> SOURCE
□ □ □ □

Understanding Kubernetes’ tools/cache package: part 7

In part 6 of this series (you can start at the beginning if you want) we arrived at a reasonably complete structural view of sharedIndexInformer and all the concepts it leads to.

Now it’s time to look at the behavioral aspects of all this.

WordPress appears to scale all image uploads, so you’re going to have to squint a lot.  I’ve also created a Dropbox link to the full-size image.

In the diagram below, I’ve used UML 2.0 constructs.  Specifically, filled arrowheads represent synchronous calls, open arrowheads on solid lines represent asynchronous calls, and open arrowheads on dotted lines represent return values.  Frames labeled alt are, following UML 2.0, conditional branch points.  Lastly I’ve simplified a few things with stereotypes that I hope are reasonably self-explanatory.

□ □ □ □

> SUPPLIED DATA
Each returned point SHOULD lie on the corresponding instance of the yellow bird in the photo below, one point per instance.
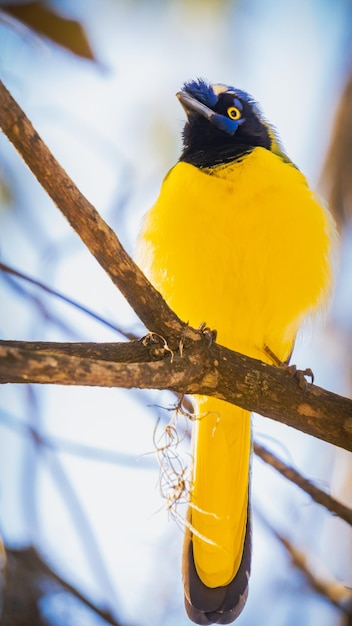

□ □ □ □

> WORK TO DO
Please reproduce the whole Kubernetes tools/cache article from above, word for word.

> WRITTEN SOLUTION
Understanding Kubernetes’ tools/cache package: part 7

In part 6 of this series (you can start at the beginning if you want) we arrived at a reasonably complete structural view of sharedIndexInformer and all the concepts it leads to.

Now it’s time to look at the behavioral aspects of all this.

WordPress appears to scale all image uploads, so you’re going to have to squint a lot.  I’ve also created a Dropbox link to the full-size image.

In the diagram below, I’ve used UML 2.0 constructs.  Specifically, filled arrowheads represent synchronous calls, open arrowheads on solid lines represent asynchronous calls, and open arrowheads on dotted lines represent return values.  Frames labeled alt are, following UML 2.0, conditional branch points.  Lastly I’ve simplified a few things with stereotypes that I hope are reasonably self-explanatory.